Qui veut la peau des GAFA ? Réponse : tout le monde… et personne. En France, ceux qui exigent leur démantèlement se trouvent aussi bien à gauche qu’à droite, de Benoît Hamon à Xavier Bertrand. Aux États-Unis, la patrie des GAFA, c’est la même chose. La sénatrice démocrate Elizabeth Warren en fait l’un des points clés de son programme de candidate à la Maison-Blanche. Mais l’hôte actuel des lieux, Donald Trump, ne cache pas non plus son hostilité à leur égard.
Le club des cinq… voire plus
Et pourtant, malgré cette unanimité, personne ne veut réellement les voir disparaître. Tout simplement parce qu’ils fournissent un service d’une telle qualité que tout le monde les utilise. Google est l’outil de recherche de 90 % des internautes dans de nombreux pays, Amazon représente 49 % du e-commerce aux États-Unis, Facebook est le réseau social d’un cinquième de l’humanité et Apple a réussi à vendre 1,4 milliard des Smartphones, tablettes et ordinateurs aujourd’hui en service.

Consigne 1: Renvoyez le passage du texte sur les GAFA qui commence aux mots « Le club des » et s'arrête après « aujourd’hui en service. ».
Consigne 2: D'après le texte sur les GAFA, quelle part du e-commerce aux États-Unis revient à Amazon ?

Données:
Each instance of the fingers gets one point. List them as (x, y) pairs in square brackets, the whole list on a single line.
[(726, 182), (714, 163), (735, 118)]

Résultat 1:
Le club des cinq… voire plus
Et pourtant, malgré cette unanimité, personne ne veut réellement les voir disparaître. Tout simplement parce qu’ils fournissent un service d’une telle qualité que tout le monde les utilise. Google est l’outil de recherche de 90 % des internautes dans de nombreux pays, Amazon représente 49 % du e-commerce aux États-Unis, Facebook est le réseau social d’un cinquième de l’humanité et Apple a réussi à vendre 1,4 milliard des Smartphones, tablettes et ordinateurs aujourd’hui en service.

Résultat 2: 49 %